##### Data listing
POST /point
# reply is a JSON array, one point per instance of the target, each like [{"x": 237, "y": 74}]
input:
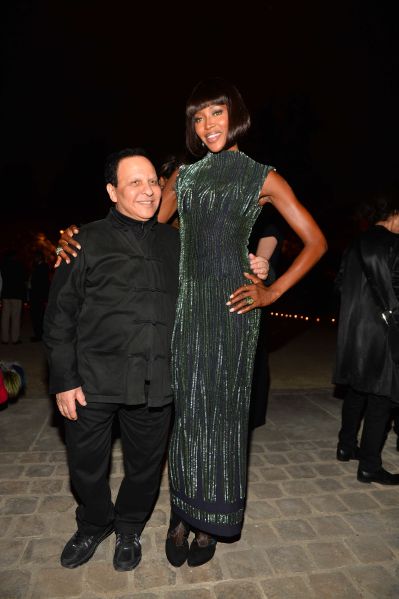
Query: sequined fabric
[{"x": 213, "y": 349}]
##########
Exercise brief —
Repeat, exactly and only, the lines from the one containing "# reply is a" through the final line of the data, both ends included, leaving out any picture.

Task answer —
# reply is a JSON array, one point per instance of the target, each like [{"x": 237, "y": 74}]
input:
Query: sequined fabric
[{"x": 213, "y": 349}]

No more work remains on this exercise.